■ What the exercise asks
The records below are to be quoted in full; please keep every word exact.

■ Available records
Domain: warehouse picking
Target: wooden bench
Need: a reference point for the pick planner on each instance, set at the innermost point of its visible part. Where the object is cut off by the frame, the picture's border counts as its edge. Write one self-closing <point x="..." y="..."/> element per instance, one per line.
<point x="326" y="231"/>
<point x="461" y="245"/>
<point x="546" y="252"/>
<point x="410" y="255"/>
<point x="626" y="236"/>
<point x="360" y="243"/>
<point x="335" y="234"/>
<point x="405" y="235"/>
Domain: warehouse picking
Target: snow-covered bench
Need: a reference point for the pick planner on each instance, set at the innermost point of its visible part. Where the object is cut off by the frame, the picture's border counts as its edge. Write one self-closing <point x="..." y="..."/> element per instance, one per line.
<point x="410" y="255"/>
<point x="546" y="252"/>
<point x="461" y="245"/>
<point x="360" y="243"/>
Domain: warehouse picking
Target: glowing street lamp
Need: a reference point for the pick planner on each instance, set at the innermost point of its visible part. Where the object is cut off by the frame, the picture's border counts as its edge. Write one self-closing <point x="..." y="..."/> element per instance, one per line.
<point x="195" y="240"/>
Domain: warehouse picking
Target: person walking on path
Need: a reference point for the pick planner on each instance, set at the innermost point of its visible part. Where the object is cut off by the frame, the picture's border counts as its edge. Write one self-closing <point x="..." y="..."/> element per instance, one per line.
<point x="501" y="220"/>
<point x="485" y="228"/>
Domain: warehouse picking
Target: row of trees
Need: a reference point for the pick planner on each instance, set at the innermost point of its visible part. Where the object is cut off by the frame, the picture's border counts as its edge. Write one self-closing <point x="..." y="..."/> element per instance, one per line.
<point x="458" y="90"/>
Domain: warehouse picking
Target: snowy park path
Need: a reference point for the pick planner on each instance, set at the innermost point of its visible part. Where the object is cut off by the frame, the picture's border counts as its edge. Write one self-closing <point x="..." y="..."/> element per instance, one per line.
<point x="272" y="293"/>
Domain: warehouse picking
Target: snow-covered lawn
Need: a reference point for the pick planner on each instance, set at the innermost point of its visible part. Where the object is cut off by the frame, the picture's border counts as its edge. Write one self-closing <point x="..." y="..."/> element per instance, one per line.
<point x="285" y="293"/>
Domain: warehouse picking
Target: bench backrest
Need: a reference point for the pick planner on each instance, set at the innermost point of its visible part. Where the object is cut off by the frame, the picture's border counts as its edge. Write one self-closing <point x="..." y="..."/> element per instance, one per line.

■ Task output
Domain: warehouse picking
Target: wooden bench
Need: a reference point for the pick planner on each instance, set at the innermost point of its visible part. Where the object is cut off by the frame, the picture's border counts as its edge. Write one self-closing <point x="..." y="..."/> element per instance, one per line.
<point x="326" y="231"/>
<point x="461" y="245"/>
<point x="546" y="252"/>
<point x="410" y="255"/>
<point x="626" y="236"/>
<point x="360" y="243"/>
<point x="335" y="234"/>
<point x="405" y="235"/>
Domain: warehouse picking
Target: snow-covered bench
Need: a reference point for the pick planner on each instance, set at the innermost point of its visible part. Where the object is cut off by the frame, the picture's border counts as its edge. Write one self-closing <point x="..." y="..."/> element per instance, one per line.
<point x="410" y="255"/>
<point x="546" y="252"/>
<point x="461" y="245"/>
<point x="360" y="243"/>
Domain: warehouse picking
Target: glowing street lamp
Need: a reference point for the pick planner on each instance, set at the innermost point of its visible part. Where the object is cut off by the frame, the picture's border counts as its edge. Write one self-closing <point x="..." y="..."/> element per instance, one per line.
<point x="195" y="240"/>
Domain: warehouse picking
Target: person walking on path
Need: a reference point for the pick planner on each instance, set at the innermost point of its visible part. Where the object is cut off by the frame, the picture's border counts as its edge. Write one self-closing <point x="..." y="..."/> element per instance, one per line.
<point x="501" y="220"/>
<point x="485" y="228"/>
Domain: warehouse picking
Target: row of trees
Need: a reference point for the pick planner on each instance, set at the innermost point of its visible part. Where the object is cut off by the frame, the picture's border counts as its edge. Write one self-closing <point x="..." y="..."/> element per instance, one per line.
<point x="458" y="90"/>
Domain: warehouse picking
Target: snowy park path
Need: a reference point for the pick planner on each instance, set at the innermost point of its visible part. Where the object is cut off by the frame, the picture's border counts as its edge. Write one self-closing <point x="..." y="..."/> element per instance, one per line.
<point x="272" y="293"/>
Domain: warehouse picking
Target: snow-covered lawn
Need: a reference point for the pick planner on each instance, set at the innermost point of its visible part. Where the object is cut off by the frame, the picture's border counts as its edge. Write one self-closing <point x="..." y="..."/> element per instance, one per line.
<point x="285" y="293"/>
Domain: warehouse picking
Target: bench backrest
Need: a reference point for the pick planner on each instance, set at the innermost point of its visible part. Where the object is cut off by the frame, the picture's border counts as its edge. Write one self-closing <point x="..." y="..."/> element per instance, one per line.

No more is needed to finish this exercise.